Far East Film Festival 2023, la nostra Top 10
A cura di Valeria Morini e Matteo Soi
Chiudiamo il nostro speciale sul 25esimo Far East Film Festival con la nostra personale Top Ten tra i titoli che abbiamo visto. Da sempre quello di Udine è uno dei nostri festival preferiti, un’occasione unica per seguire (da qualche anno anche online, per fortuna) una cinematografia variegata e affascinante come quella dell’Estremo Oriente. Ecco dunque i nostri favoriti, nella speranza di un’uscita in sala e in attesa del prossimo Feff che si terrà dal 19 al 27 aprile 2024.
Abang Adik (Malesia)
● ● ● ● ● ● ●
▸ **CONSEGNE**
a – Elenca i nomi di città, regioni e Paesi scritti in italiano nell'articolo sul Far East Film Festival 2023.
b – Riscrivi il passo dell'articolo sul Far East Film Festival 2023 a partire da "Far East Film Festival 2023, la" e proseguendo fino a "27 aprile 2024.", sostituendo "speciale" con "dossier".
c – Prosegui l'articolo sul Far East Film Festival 2023 riprendendo subito dopo la sua ultima riga.
Il materiale riportato qui sotto non ha alcun rapporto con l'articolo sul Far East Film Festival 2023.
● ● ● ● ● ● ●
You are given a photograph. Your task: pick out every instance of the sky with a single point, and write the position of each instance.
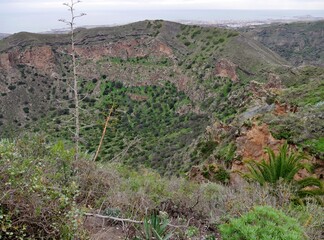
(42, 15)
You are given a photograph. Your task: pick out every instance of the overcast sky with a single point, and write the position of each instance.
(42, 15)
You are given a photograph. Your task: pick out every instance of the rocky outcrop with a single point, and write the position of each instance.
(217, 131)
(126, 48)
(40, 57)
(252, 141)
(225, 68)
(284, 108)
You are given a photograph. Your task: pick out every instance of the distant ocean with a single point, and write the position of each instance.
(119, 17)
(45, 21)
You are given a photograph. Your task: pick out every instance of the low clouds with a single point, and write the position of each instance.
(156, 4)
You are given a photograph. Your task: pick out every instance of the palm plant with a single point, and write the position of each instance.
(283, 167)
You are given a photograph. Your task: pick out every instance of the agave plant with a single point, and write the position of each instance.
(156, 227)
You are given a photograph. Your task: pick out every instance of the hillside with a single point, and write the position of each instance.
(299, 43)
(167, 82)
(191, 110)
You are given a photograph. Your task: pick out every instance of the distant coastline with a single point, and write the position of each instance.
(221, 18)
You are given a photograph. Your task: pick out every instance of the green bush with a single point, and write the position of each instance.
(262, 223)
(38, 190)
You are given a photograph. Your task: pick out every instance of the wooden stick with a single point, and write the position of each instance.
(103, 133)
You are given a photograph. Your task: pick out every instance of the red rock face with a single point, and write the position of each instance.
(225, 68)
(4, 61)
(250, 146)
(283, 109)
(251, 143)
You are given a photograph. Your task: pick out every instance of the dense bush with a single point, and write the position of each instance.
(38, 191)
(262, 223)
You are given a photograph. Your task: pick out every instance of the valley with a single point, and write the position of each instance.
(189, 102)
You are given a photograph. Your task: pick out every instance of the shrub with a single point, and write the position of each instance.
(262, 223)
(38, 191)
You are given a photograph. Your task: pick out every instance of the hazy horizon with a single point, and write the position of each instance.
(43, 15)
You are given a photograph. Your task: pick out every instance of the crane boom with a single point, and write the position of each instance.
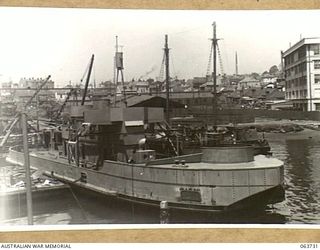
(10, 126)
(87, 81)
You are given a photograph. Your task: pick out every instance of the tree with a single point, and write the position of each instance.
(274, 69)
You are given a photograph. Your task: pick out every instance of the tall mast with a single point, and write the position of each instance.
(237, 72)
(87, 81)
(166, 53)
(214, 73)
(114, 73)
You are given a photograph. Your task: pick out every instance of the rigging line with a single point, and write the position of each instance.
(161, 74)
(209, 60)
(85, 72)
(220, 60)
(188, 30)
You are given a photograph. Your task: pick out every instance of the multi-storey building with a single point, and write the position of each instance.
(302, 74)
● ● ● ● ● ● ●
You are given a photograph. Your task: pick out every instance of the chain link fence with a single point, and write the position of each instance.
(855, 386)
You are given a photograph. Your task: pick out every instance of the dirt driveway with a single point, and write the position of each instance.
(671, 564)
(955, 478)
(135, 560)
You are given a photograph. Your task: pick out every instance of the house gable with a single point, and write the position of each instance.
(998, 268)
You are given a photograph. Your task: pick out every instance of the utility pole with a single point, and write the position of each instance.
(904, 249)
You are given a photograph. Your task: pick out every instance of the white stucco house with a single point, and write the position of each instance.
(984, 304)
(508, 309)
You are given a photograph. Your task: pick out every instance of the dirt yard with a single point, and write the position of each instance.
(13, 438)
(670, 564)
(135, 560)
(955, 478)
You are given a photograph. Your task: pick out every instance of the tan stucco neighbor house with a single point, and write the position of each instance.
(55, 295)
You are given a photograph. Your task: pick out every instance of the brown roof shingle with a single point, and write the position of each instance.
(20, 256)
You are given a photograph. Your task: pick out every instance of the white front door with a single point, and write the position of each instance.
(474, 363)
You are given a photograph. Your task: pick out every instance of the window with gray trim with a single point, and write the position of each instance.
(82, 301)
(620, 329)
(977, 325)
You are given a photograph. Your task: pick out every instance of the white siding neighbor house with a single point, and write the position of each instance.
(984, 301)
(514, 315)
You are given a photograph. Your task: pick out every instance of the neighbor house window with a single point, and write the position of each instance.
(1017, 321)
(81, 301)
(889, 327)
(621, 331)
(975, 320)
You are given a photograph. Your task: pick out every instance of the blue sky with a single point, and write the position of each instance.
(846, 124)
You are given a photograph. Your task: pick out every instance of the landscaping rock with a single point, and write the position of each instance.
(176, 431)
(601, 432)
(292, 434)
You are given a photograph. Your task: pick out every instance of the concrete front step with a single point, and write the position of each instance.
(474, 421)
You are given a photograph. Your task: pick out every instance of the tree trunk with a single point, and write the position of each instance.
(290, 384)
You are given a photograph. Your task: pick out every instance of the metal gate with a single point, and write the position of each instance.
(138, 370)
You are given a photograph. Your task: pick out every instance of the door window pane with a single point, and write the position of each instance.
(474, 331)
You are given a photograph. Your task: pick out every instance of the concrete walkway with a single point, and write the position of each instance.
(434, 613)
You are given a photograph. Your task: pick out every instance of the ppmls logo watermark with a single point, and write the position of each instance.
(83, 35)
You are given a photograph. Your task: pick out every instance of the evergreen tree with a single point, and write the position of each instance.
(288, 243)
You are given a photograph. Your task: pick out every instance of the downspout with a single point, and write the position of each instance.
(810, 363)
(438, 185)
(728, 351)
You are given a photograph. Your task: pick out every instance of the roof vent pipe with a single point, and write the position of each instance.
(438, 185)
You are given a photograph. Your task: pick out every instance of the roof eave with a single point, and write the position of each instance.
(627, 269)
● ● ● ● ● ● ●
▸ **RISPOSTE FORNITE**
a – Udine, Estremo Oriente, Malesia

b –
Far East Film Festival 2023, la nostra Top 10
A cura di Valeria Morini e Matteo Soi
Chiudiamo il nostro dossier sul 25esimo Far East Film Festival con la nostra personale Top Ten tra i titoli che abbiamo visto. Da sempre quello di Udine è uno dei nostri festival preferiti, un’occasione unica per seguire (da qualche anno anche online, per fortuna) una cinematografia variegata e affascinante come quella dell’Estremo Oriente. Ecco dunque i nostri favoriti, nella speranza di un’uscita in sala e in attesa del prossimo Feff che si terrà dal 19 al 27 aprile 2024.

c –
Vivere e morire a Kuala Lumpur. La metropoli tentacolare è il teatro di una coinvolgente e disperata storia di due fratelli che rincorrono la speranza di far parte un giorno di quella stessa società che li vede come qualcosa di cui sbarazzarsi. Jin Ong tiene saldamente le redini di un’opera prima sorprendente che colpisce, precisa, dove fa più male e commuove senza mai essere ricattatoria.
The Sales Girl (Mongolia)
Liberarsi dagli strati per ritrovare se stessi, scaricare una zavorra di cui non ci siamo fatti carico volontariamente per rimetterci al passo con quello che il futuro ci può prospettare. The Sales Girl racconta di come una giovane universitaria e una matura proprietaria di un sexy shop trovano l’una nell’altra quel che serve per prendere il controllo delle proprie vite.
She Is Me, I Am Her (Giappone)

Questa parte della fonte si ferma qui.